> _Work instructions_: Please convert every line of the items below into a JSON list of strings, one string per line, skipping blank lines and leaving the pictures out.

> _Input_:
********

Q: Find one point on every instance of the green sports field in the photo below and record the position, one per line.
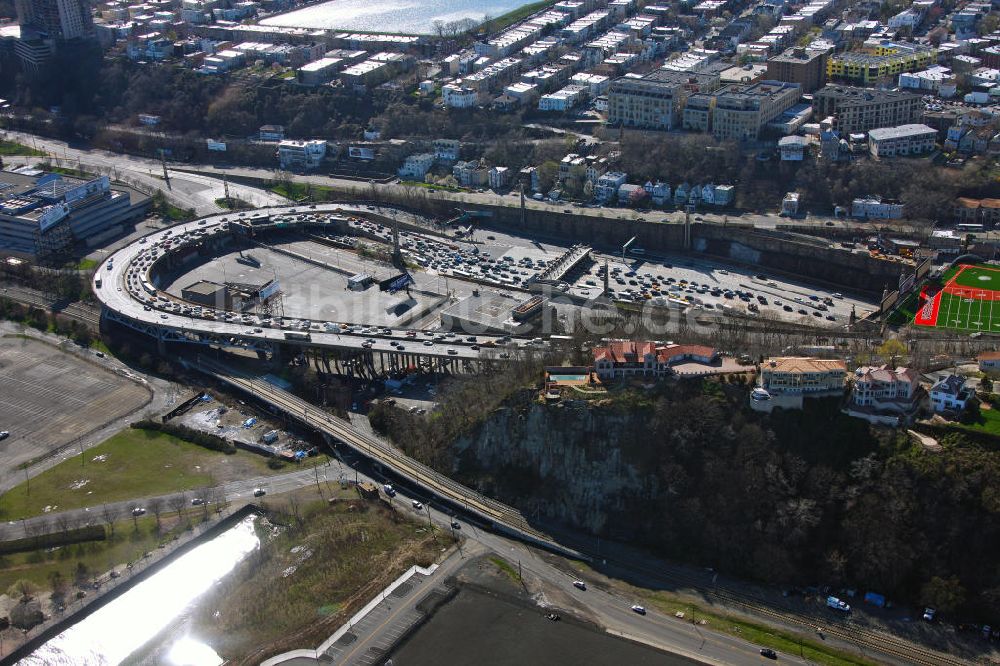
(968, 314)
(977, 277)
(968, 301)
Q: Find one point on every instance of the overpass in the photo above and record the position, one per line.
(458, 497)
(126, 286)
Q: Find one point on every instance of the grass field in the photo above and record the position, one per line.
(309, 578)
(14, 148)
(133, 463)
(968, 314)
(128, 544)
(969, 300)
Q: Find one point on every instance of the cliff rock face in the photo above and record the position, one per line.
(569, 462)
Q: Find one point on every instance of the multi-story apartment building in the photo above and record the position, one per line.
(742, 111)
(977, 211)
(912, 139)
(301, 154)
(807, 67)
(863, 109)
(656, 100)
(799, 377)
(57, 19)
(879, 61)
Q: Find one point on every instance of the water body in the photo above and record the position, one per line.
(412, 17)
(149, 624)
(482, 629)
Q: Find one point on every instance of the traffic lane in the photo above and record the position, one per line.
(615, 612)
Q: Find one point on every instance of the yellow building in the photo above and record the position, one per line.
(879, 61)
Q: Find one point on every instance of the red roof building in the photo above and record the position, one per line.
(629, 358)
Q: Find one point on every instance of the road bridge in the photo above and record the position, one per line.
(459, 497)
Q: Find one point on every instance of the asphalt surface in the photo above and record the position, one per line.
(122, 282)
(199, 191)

********

> _Exercise solution_:
[
  "Q: Find one point on every instance of the green sports field in the photo below and record the position, one per line.",
  "(968, 314)",
  "(977, 277)",
  "(968, 301)",
  "Q: Find one point on every instance of the overpass in the photo above and record the position, one per line.",
  "(458, 497)",
  "(126, 286)",
  "Q: Find one point on every instance of the grass field in the photo above and record the position, one per line.",
  "(309, 578)",
  "(14, 148)",
  "(133, 463)",
  "(968, 314)",
  "(128, 544)",
  "(969, 300)",
  "Q: Find one point on every instance of the cliff rock face in the photo above and record the position, one per line.",
  "(569, 462)",
  "Q: Find one point on every instance of the multi-story apartment building in the photo above and record the position, one per line.",
  "(742, 111)",
  "(977, 211)",
  "(912, 139)",
  "(301, 154)",
  "(807, 67)",
  "(863, 109)",
  "(656, 100)",
  "(799, 377)",
  "(57, 19)",
  "(879, 61)",
  "Q: Find one point on every instance of the water body in the photo above and record the position, one per line.",
  "(412, 17)",
  "(149, 624)",
  "(482, 629)",
  "Q: Find one point on every instance of the traffic lane in the photo above and record the position, one per line.",
  "(615, 612)",
  "Q: Find one point on every instance of the yellow building in the photo above and record the position, one per line.",
  "(879, 61)",
  "Q: Find one point on every instance of the red roof building in the photo above and record the position, one per line.",
  "(629, 358)",
  "Q: Find one point on every instance of the road bridge in the photo above and record the position, one per line.",
  "(459, 497)",
  "Q: Find one point on every instance of the asphalt surface in the photo above and record the position, one per line.",
  "(122, 282)",
  "(199, 191)"
]